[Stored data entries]
(begin)
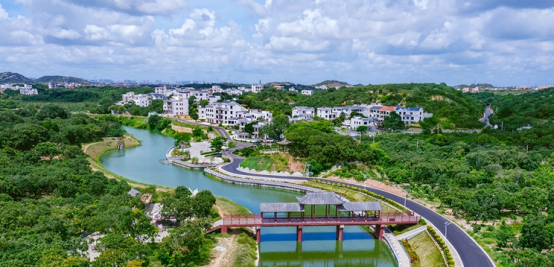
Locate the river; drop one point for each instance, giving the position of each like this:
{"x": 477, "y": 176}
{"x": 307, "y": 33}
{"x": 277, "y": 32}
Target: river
{"x": 278, "y": 246}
(end)
_WRITTEN REQUEST_.
Transcribe all of the data above line for line, and leave the pictures out of your copy.

_TASK RESULT_.
Locate the river; drop one point for each instance, giving the position of each like this:
{"x": 477, "y": 176}
{"x": 307, "y": 33}
{"x": 277, "y": 32}
Target: river
{"x": 278, "y": 246}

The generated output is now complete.